## GIVEN PROBLEM 1
Reproduce the records from their beginning through the line containing "[160,710,1160,870]", replacing "green grass" with "lush grass" and leaving everything else unchanged. Omit the pictures from your reproduction.

++++ SOURCE ++++

Peter Frumkin is a professor and published author whose research and teaching are focused in the areas of philanthropy, nonprofit management, and social entrepreneurship.

Professional life 
Frumkin currently is the Mindy and Andrew Heyer Chair in Social Policy at the University of Pennsylvania. There he directs the Masters in Nonprofit Leadership Program and serves as faculty director of the Center for Social Impact Strategy.

Frumkin was once a senior fellow at the New America Foundation and associate professor at Harvard University’s School of Government. He then became Professor of Public Affairs and served as the Director of the RGK Center for Philanthropy and Community Service located in the LBJ School of Public Affairs at the University of Texas at Austin.

He has served as a strategy and evaluation consultant to donors and foundations, and also has experience as a foundation program officer, public and nonprofit agency program evaluator, and a nonprofit manager.

Publications 

Frumkin has authored several books and articles on all aspects of philanthropy and topics related to nonprofit management, grant-making strategy, social entrepreneurship, national service programs, and service contracting.

++++

## GIVEN PROBLEM 2
According to the biography, which program does Frumkin direct at the University of Pennsylvania?

++++ SUPPLIED INFORMATION ++++

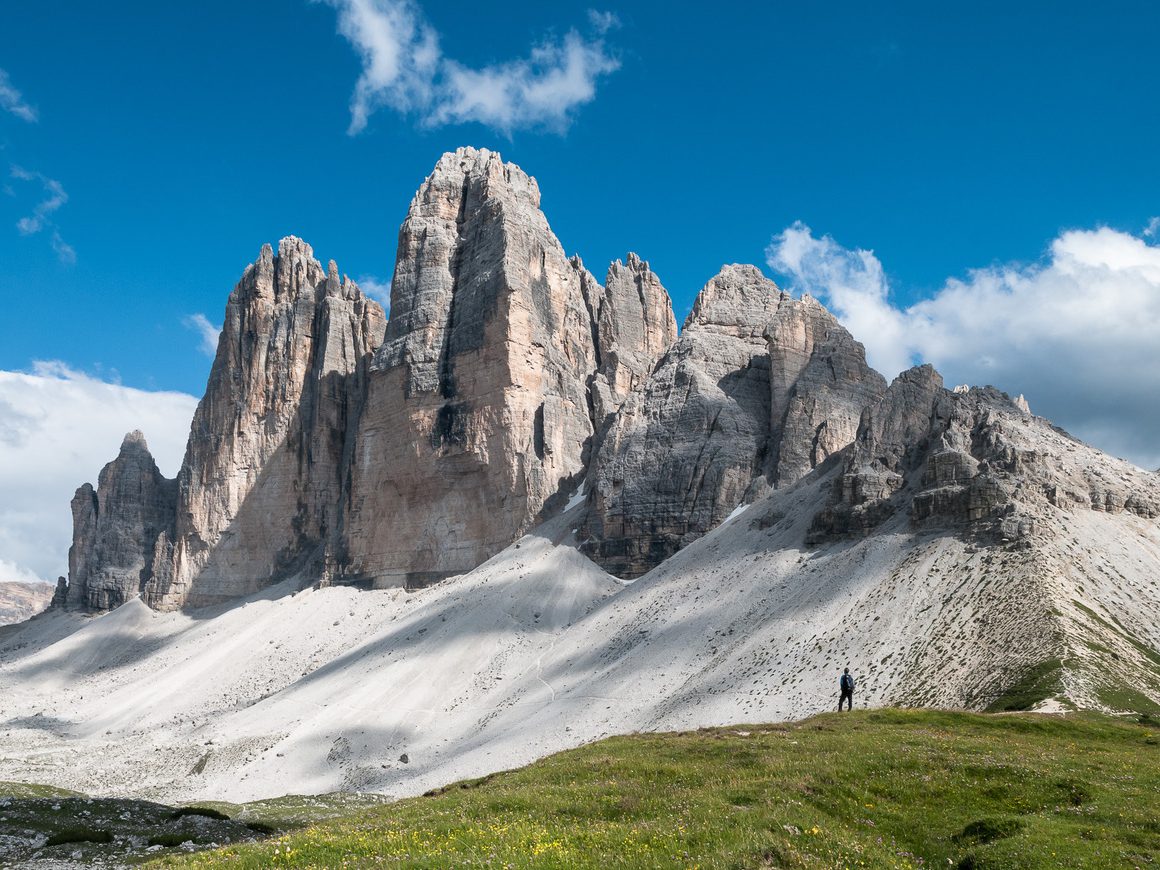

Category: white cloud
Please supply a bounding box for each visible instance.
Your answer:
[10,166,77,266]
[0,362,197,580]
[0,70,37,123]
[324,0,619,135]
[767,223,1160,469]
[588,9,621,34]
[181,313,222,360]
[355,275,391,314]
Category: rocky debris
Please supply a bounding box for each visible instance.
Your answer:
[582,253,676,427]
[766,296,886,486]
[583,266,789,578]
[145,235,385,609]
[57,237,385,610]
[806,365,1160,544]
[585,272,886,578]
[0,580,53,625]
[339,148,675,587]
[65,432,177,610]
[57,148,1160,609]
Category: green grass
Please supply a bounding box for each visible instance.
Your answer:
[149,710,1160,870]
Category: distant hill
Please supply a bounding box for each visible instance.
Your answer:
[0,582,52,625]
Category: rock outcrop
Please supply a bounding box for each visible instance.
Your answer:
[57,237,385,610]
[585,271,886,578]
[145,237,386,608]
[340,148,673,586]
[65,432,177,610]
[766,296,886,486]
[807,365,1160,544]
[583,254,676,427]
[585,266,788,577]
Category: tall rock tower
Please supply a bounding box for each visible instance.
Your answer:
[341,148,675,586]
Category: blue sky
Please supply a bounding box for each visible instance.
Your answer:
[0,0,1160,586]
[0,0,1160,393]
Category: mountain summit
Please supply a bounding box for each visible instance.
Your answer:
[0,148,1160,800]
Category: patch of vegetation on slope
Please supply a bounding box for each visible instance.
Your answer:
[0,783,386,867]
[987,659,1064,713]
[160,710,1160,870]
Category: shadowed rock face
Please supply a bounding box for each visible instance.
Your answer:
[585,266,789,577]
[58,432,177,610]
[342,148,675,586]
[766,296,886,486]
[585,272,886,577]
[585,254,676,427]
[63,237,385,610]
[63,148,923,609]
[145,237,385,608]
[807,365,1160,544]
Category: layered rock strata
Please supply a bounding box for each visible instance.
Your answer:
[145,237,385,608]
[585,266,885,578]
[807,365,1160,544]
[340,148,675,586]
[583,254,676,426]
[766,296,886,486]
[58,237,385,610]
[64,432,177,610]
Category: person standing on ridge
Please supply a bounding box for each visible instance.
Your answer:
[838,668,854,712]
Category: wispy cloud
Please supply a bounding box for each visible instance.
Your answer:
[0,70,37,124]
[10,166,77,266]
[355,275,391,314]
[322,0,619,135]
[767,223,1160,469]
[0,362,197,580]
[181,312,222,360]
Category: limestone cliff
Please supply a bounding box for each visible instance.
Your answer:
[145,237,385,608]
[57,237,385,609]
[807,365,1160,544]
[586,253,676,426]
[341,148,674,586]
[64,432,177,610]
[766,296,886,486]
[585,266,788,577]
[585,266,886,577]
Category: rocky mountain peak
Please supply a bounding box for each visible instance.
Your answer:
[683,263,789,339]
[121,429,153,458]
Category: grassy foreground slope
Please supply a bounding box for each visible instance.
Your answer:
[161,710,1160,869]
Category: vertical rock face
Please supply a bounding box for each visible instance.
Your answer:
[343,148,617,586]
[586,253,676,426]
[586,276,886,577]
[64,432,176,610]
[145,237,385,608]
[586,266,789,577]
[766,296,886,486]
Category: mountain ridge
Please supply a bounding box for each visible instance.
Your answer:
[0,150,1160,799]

++++

## RESULT 1
Category: white cloud
Please supply a bounding box for each visible instance.
Your answer:
[10,166,77,266]
[0,362,197,580]
[0,70,37,123]
[324,0,619,135]
[767,223,1160,469]
[588,9,621,34]
[181,313,222,360]
[355,275,391,314]
Category: rocky debris
Please supply a bounding box for each visible instance.
Your answer:
[582,253,676,427]
[766,296,886,486]
[583,266,789,578]
[145,235,385,609]
[57,237,385,610]
[806,365,1160,544]
[585,272,886,578]
[0,580,53,625]
[339,148,675,587]
[65,432,177,610]
[57,148,1160,609]
Category: lush grass
Please supply a bounding box for each visible instance.
Your answer:
[149,710,1160,870]
Category: distant hill
Please supply a bounding box for each visible instance.
Your answer:
[0,582,52,625]
Category: rock outcrop
Please supply a bounding box for each visible instance.
Your answer:
[57,237,385,610]
[585,271,886,578]
[145,237,386,608]
[340,148,673,586]
[65,432,177,610]
[766,296,886,486]
[807,365,1160,544]
[583,254,676,427]
[585,266,788,577]
Category: tall rock tower
Please supply a bounding box for each visible instance.
Your answer:
[341,148,675,586]
Category: blue sky
Please supply a bounding box for each visible instance.
Your answer:
[0,0,1160,586]
[0,0,1160,393]
Category: mountain summit
Please supply a bounding box for each visible instance.
Your answer:
[0,148,1160,800]
Category: patch of vegetation on slope
Please supply a bounding box for each visible instance.
Your answer:
[0,783,386,867]
[987,659,1064,713]
[160,710,1160,870]

## RESULT 2
He directs the Masters in Nonprofit Leadership Program.